_WORK TO BE COMPLETED:_ Extract the line that contains "locate | one dot per instance of the short" and every line after it to the end of the records below, exactly as written and nothing else.

==== MATERIAL FOR THE TASK

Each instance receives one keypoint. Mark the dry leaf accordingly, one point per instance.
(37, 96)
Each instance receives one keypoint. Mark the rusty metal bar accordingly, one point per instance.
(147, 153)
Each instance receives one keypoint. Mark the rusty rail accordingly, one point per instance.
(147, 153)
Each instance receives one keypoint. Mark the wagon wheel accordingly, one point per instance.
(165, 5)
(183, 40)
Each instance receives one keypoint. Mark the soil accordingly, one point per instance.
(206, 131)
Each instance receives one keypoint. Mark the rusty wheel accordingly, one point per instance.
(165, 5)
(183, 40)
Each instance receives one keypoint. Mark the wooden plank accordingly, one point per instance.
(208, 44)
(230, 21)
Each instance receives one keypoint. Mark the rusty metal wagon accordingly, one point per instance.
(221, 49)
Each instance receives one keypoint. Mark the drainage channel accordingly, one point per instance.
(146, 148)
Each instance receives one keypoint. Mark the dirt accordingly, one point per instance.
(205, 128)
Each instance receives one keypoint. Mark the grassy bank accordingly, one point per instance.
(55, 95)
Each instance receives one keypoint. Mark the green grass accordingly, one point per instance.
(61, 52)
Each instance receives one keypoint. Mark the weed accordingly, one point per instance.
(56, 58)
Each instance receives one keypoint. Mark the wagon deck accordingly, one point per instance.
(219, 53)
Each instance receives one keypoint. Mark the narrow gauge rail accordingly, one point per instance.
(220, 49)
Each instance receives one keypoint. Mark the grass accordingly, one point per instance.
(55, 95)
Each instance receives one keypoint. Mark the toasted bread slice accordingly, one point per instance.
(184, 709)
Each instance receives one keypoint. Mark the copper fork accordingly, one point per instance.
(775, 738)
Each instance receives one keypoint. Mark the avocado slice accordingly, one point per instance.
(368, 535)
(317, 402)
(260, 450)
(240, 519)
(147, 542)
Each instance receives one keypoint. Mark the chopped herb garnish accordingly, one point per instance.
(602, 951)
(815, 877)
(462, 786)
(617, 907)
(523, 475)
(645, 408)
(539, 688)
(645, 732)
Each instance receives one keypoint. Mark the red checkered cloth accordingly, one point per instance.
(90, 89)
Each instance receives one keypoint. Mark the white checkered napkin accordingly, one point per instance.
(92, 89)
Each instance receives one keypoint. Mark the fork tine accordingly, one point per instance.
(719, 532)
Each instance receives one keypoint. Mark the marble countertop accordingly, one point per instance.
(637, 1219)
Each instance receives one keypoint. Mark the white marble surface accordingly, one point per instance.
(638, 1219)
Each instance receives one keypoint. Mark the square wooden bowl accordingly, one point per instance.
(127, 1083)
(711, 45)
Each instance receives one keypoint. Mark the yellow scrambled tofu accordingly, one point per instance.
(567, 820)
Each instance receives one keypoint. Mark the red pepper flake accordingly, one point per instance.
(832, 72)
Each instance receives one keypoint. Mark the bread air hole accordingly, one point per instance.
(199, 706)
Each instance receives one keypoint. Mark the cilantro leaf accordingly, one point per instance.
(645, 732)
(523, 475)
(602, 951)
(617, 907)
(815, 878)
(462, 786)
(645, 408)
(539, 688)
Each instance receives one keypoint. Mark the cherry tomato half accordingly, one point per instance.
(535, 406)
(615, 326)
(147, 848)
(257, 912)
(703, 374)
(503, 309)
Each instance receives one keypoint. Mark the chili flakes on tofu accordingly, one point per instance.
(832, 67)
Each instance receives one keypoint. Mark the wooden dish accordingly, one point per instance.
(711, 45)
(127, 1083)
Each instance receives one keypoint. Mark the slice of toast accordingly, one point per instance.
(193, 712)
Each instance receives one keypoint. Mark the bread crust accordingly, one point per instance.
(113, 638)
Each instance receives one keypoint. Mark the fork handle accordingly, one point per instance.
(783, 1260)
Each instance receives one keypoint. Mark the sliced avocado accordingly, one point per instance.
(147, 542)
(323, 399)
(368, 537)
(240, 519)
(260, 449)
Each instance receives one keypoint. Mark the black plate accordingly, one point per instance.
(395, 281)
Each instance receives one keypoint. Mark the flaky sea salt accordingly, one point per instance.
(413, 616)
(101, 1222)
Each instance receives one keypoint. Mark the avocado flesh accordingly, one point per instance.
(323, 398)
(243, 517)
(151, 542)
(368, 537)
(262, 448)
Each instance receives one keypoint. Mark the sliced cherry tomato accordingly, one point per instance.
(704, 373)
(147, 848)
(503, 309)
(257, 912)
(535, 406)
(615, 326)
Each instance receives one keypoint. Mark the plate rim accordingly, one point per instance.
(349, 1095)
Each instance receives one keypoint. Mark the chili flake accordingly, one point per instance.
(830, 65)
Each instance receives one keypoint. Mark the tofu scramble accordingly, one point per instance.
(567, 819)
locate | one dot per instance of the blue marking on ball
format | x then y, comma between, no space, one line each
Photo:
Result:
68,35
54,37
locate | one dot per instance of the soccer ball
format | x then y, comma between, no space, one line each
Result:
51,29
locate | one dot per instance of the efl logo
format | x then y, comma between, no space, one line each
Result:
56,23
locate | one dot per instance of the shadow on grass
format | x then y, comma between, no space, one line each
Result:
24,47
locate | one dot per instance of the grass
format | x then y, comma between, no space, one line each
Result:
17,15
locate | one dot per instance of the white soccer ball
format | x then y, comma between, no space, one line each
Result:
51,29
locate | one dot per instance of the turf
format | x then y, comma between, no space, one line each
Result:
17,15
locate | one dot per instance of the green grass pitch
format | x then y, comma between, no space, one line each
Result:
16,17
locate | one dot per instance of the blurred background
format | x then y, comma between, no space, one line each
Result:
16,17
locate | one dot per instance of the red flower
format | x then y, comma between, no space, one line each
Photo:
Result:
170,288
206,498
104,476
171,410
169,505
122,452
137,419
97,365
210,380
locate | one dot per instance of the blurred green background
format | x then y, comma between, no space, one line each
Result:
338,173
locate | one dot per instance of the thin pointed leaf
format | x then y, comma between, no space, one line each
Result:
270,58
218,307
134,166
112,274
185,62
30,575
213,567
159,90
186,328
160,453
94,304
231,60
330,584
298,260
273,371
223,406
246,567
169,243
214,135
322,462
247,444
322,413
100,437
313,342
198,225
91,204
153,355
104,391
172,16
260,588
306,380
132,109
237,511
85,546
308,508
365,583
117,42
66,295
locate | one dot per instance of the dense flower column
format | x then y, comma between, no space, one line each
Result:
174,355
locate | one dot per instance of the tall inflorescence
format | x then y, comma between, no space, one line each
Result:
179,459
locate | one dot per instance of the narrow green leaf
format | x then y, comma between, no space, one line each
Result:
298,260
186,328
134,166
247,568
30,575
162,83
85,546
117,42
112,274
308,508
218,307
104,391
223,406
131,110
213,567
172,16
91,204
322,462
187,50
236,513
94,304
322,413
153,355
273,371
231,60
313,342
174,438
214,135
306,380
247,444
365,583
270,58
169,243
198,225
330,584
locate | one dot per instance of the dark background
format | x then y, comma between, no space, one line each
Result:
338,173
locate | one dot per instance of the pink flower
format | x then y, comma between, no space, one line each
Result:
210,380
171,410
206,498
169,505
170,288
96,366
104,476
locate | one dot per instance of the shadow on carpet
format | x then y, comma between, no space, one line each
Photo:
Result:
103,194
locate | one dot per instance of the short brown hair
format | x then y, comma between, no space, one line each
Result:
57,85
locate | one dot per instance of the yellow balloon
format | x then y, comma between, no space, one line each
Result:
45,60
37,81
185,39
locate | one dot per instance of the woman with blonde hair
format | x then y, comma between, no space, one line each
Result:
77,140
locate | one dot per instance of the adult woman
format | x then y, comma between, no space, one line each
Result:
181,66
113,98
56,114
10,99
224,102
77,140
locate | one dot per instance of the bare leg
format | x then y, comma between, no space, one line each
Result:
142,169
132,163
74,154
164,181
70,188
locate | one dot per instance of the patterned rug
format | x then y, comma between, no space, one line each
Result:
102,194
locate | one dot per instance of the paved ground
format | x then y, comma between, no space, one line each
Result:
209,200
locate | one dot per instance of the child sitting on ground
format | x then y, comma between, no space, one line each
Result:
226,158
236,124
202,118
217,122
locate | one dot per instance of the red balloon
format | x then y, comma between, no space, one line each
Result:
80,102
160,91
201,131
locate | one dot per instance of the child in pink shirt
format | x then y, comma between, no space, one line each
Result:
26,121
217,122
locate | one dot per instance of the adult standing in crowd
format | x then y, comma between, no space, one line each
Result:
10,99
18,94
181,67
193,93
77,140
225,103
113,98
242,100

========

_SOLUTION TO THIS TASK:_
locate | one dot per instance of the short brown hair
format | x then y, comma between, no space, one line each
Result:
57,85
locate | one dot per instance of the yellow balloon
format | x then y, comma between, no space, one line each
Result:
45,60
37,81
185,39
locate | one dot per instance of the woman with blonde hair
format | x then y, comma between, no space, one line each
Result:
77,140
locate | one dot per instance of the adult woman
format | x then y, comma between, no space, one line each
Result:
181,66
113,98
56,114
10,99
224,102
77,140
locate | one dot per instance of the bare leg
format | x then y, comma between, no space, one line each
Result:
142,169
132,163
74,154
164,181
70,188
locate | one dot per instance of the patterned rug
format | x then y, comma between, no space, one line each
Result:
102,194
locate | one dot per instance of the paved ground
format | x then y, comma between, no space, one line each
Result:
209,200
locate | one dot per instance of the child sitting on ground
format | x then y, comma between, no space, one line each
Result:
226,158
236,124
202,118
217,122
locate | one dot per instance of the red balloon
format | x then y, comma between, no space, one line each
Result:
80,102
160,91
201,131
locate | one dot per instance of the child in pink shirt
format | x then y, comma between, no space, one line each
Result:
26,121
217,122
locate | one dot per instance of the adult standing in crowd
format | x then y, comma between, no space, one line each
Result:
10,99
18,94
181,67
193,93
77,140
225,103
113,98
242,100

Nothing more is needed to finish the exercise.